──────── Material supplied

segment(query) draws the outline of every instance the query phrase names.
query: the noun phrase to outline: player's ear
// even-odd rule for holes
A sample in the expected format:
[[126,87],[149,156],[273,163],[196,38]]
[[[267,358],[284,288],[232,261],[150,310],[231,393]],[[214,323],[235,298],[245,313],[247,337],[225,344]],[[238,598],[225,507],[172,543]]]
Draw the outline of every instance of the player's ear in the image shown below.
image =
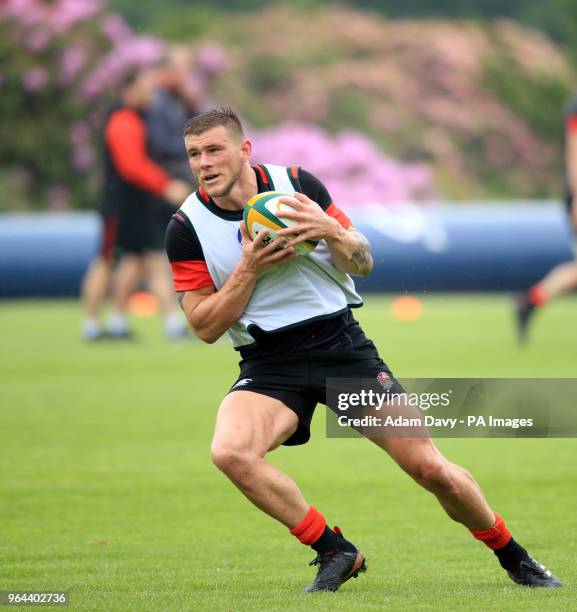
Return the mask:
[[245,138],[241,143],[240,143],[240,156],[243,162],[248,161],[248,159],[250,158],[252,153],[252,142],[248,139]]

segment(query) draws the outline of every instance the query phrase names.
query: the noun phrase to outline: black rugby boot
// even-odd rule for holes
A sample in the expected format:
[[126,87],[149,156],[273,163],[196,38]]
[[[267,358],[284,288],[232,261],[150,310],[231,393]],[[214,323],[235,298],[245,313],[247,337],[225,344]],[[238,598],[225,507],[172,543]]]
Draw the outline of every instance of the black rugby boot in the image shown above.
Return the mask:
[[[345,541],[338,527],[333,529],[337,537]],[[318,591],[335,592],[343,582],[349,578],[356,578],[359,573],[367,571],[365,555],[355,548],[333,549],[319,553],[309,565],[318,565],[319,569],[315,579],[305,587],[305,593],[316,593]]]
[[516,568],[507,568],[513,582],[528,587],[559,588],[563,586],[557,576],[532,557],[521,561]]

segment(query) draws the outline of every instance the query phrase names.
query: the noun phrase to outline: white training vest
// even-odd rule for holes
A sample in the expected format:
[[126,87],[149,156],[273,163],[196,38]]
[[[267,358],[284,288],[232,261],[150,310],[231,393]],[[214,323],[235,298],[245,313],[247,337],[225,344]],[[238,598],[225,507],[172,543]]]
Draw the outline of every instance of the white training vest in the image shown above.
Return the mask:
[[[273,182],[271,191],[294,194],[286,168],[265,167]],[[220,289],[242,258],[240,221],[218,217],[194,193],[180,212],[192,223],[214,286]],[[251,326],[280,331],[361,305],[353,280],[335,268],[329,248],[321,240],[314,251],[274,264],[259,276],[245,311],[228,334],[235,348],[246,347],[254,343]]]

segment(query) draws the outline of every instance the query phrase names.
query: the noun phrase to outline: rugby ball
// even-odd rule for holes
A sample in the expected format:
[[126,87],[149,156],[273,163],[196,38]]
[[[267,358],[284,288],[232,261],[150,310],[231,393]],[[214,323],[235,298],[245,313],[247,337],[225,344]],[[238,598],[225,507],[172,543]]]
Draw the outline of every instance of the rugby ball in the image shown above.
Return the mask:
[[[294,196],[288,193],[264,191],[263,193],[257,193],[246,203],[244,207],[244,223],[248,235],[253,240],[260,231],[265,230],[269,233],[267,242],[270,242],[277,237],[279,230],[297,225],[297,221],[294,219],[278,216],[280,212],[294,210],[289,204],[280,202],[281,198],[289,198],[298,202]],[[294,249],[299,255],[306,255],[313,251],[318,243],[318,240],[306,240],[297,244]]]

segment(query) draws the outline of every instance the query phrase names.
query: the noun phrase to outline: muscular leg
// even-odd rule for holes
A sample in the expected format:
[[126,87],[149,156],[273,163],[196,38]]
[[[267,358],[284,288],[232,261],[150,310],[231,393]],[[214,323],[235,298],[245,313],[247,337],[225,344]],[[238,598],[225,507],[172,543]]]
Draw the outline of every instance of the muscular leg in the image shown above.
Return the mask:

────────────────

— Task instructions —
Please show the lines in the entries above that hold the string "vest".

— Task result —
query: the noun phrase to outline: white training vest
Draw the outline of every instance of the white training vest in the image shown above.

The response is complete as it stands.